→ DOCUMENT TEXT:
Tanya Atwater: Using Plate Tectonics to Explain Geologic History of Western North America
Abstract
Tanya Atwater dazzled North American geologists with her remarkable insight relating Pacific basin plate tectonics to geological history of western North America (Atwater, GSAB, 1970). As a seagoing graduate student making new discoveries about the plate kinematics of the northeastern Pacific, she wrote the seminal paper explaining many fundamental concepts all at once. Where and when was there subduction along the western margin of North America, and why did it end? Why did the San Andreas Fault form? How did the migration of triple junctions control the geological evolution of western North America? What happens when a ridge collides with a trench? She answered all these questions using the new plate tectonics concepts to replace the existing models. Her new explanations were supported with easily understandable diagrams, which are widely recognized and still in use.

→ REQUEST 1:
Answer these questions from the abstract on Tanya Atwater:
(a) Where and in what year was her seminal paper published, as cited?
(b) What was she when she made new discoveries about the plate kinematics of the northeastern Pacific?
(c) What supported her new explanations?
The records that follow are unrelated to the text about Tanya Atwater.

→ INFORMATION GIVEN:

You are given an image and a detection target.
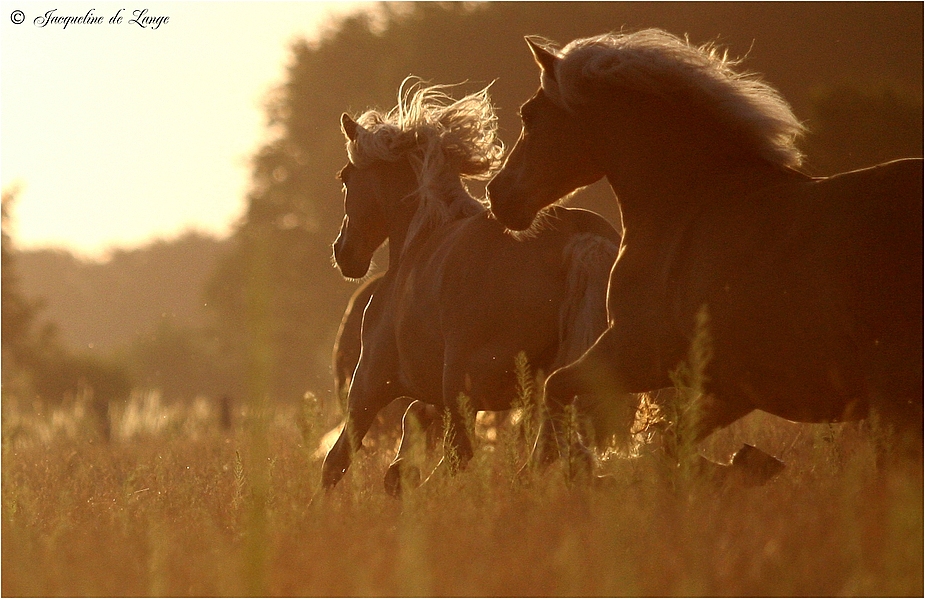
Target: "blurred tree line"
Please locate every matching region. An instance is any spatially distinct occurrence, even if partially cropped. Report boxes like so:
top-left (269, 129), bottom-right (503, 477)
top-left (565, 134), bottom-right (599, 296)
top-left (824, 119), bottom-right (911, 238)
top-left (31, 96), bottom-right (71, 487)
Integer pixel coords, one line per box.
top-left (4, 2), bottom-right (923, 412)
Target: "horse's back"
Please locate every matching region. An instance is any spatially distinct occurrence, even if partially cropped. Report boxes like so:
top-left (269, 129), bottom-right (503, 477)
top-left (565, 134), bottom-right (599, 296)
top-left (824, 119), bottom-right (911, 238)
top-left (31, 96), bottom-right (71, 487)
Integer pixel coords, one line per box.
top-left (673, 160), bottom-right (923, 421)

→ REQUEST 2:
Copy all the records in Block 1 line for line, leaving the pictures out.

→ FULL SOLUTION 1:
(a) GSAB, 1970
(b) A seagoing graduate student
(c) Easily understandable diagrams

→ FULL SOLUTION 2:
You are given an image and a detection target.
Target: "blurred tree line"
Please locate every matching region. An instance is any spatially distinct occurrence, even if partially cropped. Report boxes like so:
top-left (269, 129), bottom-right (503, 477)
top-left (565, 134), bottom-right (599, 296)
top-left (824, 119), bottom-right (911, 238)
top-left (31, 96), bottom-right (71, 487)
Integer pixel coords, one line per box.
top-left (4, 2), bottom-right (923, 412)
Target: "horse's back"
Please locate every matching region. An instance is any spatially distinct occurrence, even if partially cropped. Report boxes like so:
top-left (269, 129), bottom-right (503, 477)
top-left (565, 134), bottom-right (599, 296)
top-left (824, 119), bottom-right (911, 238)
top-left (31, 96), bottom-right (71, 487)
Integer pixel coords, one line per box.
top-left (673, 160), bottom-right (923, 421)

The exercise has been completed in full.